== EXCERPTED DATA
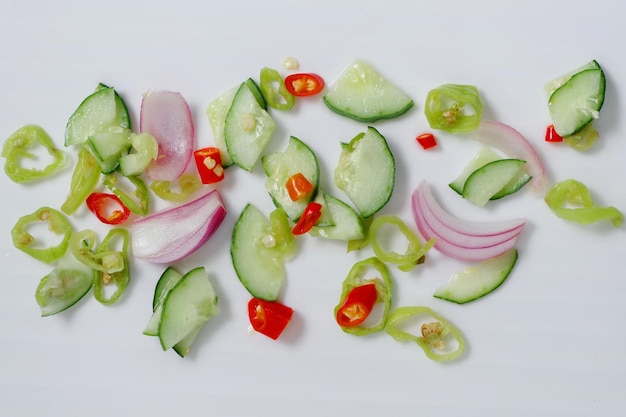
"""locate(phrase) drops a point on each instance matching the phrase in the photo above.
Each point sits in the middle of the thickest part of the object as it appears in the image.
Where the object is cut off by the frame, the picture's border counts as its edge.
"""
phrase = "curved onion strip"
(464, 240)
(514, 144)
(167, 117)
(458, 235)
(172, 234)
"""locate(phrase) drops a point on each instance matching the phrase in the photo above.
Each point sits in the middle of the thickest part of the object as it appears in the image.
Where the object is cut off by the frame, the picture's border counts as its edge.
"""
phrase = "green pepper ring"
(57, 224)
====
> _EXERCISE GOAL_: Return the listing unchanged, but drop every picture.

> _WRITTEN SOLUTION_:
"""locate(phrase) drops a point on each instance matching the phrase in the photo above.
Each point sits in the middle of the thickest part of the object as it appears in the image.
Where the object is cut off by the frame, the picture's border counts as its edge.
"""
phrase = "curved onion strip"
(464, 240)
(514, 144)
(167, 117)
(458, 235)
(172, 234)
"""locate(phrase) drops a point on each instance matching the phrase in the photo above.
Each point sits in the middle of the thickest part of the object as it appears in the image.
Where the object is cut off by the frame, the picture's border counts as its edge.
"""
phrase = "green pepper ring"
(57, 224)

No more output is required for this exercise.